WHAT THIS TASK INVOLVES
Whatever the records hold, copy it exactly and completely.

INPUT DATA

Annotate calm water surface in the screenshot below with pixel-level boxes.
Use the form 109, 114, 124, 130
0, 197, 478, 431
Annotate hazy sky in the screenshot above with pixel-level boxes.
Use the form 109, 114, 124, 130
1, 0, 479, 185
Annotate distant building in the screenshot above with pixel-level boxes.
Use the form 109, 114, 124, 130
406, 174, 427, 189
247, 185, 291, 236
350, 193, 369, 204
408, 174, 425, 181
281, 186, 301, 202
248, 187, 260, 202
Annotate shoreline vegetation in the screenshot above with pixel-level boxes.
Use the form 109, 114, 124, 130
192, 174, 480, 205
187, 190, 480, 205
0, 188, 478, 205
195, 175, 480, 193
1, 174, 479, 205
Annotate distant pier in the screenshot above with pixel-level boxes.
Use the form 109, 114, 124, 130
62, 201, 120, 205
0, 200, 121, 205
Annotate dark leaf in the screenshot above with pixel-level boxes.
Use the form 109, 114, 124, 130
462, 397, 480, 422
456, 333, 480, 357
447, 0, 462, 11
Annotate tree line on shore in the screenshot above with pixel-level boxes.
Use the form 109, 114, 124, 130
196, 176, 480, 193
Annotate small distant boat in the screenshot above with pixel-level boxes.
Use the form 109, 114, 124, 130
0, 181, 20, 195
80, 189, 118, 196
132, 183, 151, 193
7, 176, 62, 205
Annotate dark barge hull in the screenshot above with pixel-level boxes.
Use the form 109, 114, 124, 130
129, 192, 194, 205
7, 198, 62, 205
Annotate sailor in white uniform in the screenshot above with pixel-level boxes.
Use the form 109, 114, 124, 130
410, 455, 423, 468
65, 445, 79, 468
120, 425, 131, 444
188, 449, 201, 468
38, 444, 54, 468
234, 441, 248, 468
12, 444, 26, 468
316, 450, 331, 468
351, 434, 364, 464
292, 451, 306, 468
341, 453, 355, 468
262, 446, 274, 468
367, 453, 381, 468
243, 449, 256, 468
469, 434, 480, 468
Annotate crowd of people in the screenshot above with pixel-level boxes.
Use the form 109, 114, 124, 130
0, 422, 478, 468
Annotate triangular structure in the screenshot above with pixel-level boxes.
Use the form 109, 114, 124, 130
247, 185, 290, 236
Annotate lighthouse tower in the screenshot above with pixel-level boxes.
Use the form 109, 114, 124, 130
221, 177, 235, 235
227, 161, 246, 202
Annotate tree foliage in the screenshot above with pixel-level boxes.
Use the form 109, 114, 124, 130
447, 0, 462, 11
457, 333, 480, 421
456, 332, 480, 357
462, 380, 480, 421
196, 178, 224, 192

SOLUTION TO THIS EXERCISE
Annotate calm water surface in the screenshot below with pixel-level boxes.
Use the form 109, 114, 124, 130
0, 197, 478, 431
Annotate hazy sky in the screenshot above with pixel-level boxes.
Use the form 109, 114, 124, 130
1, 0, 479, 185
Annotate distant building in the screenshot above with pixel-level boxes.
Use the form 109, 114, 124, 130
406, 174, 427, 189
247, 185, 291, 236
350, 193, 369, 204
408, 174, 425, 181
281, 186, 301, 202
248, 187, 260, 202
Annotate shoreline vegetation in the screenshot above with pixel-level boxes.
Use the form 109, 114, 124, 130
192, 174, 480, 205
187, 190, 480, 205
0, 188, 478, 205
195, 175, 480, 193
1, 174, 479, 205
Annotate distant pier in the screenshot above with pixel-level boxes.
Use the form 109, 114, 124, 130
62, 201, 120, 205
0, 200, 121, 205
Annotate dark leaf in the screenshot above with pixel-level boxes.
Use the form 109, 114, 124, 130
462, 397, 480, 422
456, 333, 480, 357
447, 0, 462, 11
Annotate tree line on shore in the screenshot above with pixel-level boxes.
Use the form 109, 114, 124, 130
196, 176, 480, 193
Annotate small distant boat in the screenshot above with pixel-level boxes.
Use the form 109, 114, 124, 130
0, 181, 20, 195
80, 189, 118, 196
132, 183, 151, 193
7, 176, 62, 205
Annotate dark barge hull in the screenshot above with pixel-level boxes.
Use the form 109, 114, 124, 130
129, 192, 194, 205
7, 198, 62, 205
Annotate sailor in white uniform in the screenshot above with pixel-level boxes.
Use the form 109, 114, 124, 130
410, 455, 423, 468
65, 445, 79, 468
120, 425, 131, 444
188, 449, 201, 468
38, 444, 54, 468
234, 441, 248, 468
12, 444, 26, 468
316, 450, 331, 468
351, 434, 364, 464
292, 451, 306, 468
341, 453, 355, 468
262, 446, 274, 468
367, 453, 381, 468
243, 449, 256, 468
469, 434, 480, 468
Annotate crowd of people in the screenshot above with pixel-level boxes.
Use the form 109, 114, 124, 130
0, 422, 478, 468
Annotate triangular structure in the screenshot above with pixel-level boxes.
Use the form 109, 114, 124, 130
247, 185, 290, 236
Annotate lighthouse tower in the screenshot above with pixel-level boxes.
Use the form 109, 114, 124, 130
221, 177, 235, 235
227, 161, 246, 202
Annotate tree foliage in the screenshot above with pixel-level boxes.
Use the form 109, 114, 124, 130
447, 0, 462, 11
457, 333, 480, 421
456, 332, 480, 357
462, 380, 480, 421
196, 178, 224, 192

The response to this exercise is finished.